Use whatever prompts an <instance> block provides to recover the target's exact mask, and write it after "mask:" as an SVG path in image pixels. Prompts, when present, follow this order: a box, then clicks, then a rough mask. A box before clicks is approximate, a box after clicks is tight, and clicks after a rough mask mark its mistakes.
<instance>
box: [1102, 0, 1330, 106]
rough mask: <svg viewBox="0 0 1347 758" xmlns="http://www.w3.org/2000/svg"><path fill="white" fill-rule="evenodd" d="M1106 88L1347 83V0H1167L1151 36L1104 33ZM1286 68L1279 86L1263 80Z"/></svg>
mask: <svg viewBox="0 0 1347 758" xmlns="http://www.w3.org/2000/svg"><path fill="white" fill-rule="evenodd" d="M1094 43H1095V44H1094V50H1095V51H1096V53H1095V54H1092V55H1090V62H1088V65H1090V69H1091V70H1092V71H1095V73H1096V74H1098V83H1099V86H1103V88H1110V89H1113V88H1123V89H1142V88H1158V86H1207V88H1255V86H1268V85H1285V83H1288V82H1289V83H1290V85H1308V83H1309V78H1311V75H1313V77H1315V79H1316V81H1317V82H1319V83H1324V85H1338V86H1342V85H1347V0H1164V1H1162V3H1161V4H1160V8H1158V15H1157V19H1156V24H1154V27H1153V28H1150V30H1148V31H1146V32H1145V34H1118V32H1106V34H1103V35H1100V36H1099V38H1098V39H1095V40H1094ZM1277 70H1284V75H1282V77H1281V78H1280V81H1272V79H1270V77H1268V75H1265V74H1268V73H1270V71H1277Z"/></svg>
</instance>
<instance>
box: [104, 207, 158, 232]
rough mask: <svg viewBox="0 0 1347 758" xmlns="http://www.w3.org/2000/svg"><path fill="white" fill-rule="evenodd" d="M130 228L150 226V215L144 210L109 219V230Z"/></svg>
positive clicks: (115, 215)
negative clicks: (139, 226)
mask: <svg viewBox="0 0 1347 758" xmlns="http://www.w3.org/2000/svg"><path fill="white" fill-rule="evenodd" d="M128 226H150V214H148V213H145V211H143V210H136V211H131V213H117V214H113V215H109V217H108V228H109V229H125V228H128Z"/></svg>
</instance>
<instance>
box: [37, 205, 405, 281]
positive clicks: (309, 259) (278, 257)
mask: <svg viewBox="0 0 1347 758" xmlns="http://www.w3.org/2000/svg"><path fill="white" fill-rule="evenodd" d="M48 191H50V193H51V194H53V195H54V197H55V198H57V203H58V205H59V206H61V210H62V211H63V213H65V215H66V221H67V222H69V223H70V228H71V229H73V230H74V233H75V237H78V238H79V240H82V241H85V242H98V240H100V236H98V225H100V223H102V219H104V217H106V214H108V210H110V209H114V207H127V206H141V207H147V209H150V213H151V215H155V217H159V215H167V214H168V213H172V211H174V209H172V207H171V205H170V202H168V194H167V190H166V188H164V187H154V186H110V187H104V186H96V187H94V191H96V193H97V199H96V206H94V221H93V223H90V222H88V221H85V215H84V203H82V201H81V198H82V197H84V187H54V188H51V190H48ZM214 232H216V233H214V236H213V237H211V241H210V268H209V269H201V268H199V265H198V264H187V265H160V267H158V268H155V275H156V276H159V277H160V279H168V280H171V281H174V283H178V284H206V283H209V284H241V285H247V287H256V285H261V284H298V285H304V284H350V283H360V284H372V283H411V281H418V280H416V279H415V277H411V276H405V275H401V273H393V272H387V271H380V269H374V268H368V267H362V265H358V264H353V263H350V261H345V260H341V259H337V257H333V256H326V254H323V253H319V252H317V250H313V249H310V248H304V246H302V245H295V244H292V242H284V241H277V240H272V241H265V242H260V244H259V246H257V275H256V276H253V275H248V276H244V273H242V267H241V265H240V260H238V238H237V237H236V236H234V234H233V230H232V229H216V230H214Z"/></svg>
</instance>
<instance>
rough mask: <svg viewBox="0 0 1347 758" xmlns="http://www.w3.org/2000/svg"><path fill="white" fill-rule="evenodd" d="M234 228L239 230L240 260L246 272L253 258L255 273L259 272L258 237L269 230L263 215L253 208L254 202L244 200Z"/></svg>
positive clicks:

-=-=-=-=-

Your objective: Reproduce the records verbatim from their first line through the line that contains "88L1347 83V0H1167L1151 36L1104", including that line, and nothing after it.

Response to this task:
Use whatever prompts an <instance> block provides to recover the target's exact mask, and write it after "mask:" as an SVG path in image pixels. Prompts, when present, follow this order: a box, then clicks, then a rough mask. A box before clicks is approximate, a box after clicks is tight, and clicks after a rough mask mark its mistakes.
<instance>
box: [1102, 0, 1330, 106]
rough mask: <svg viewBox="0 0 1347 758" xmlns="http://www.w3.org/2000/svg"><path fill="white" fill-rule="evenodd" d="M1106 88L1347 83V0H1167L1151 36L1104 33ZM1286 68L1279 86L1263 80Z"/></svg>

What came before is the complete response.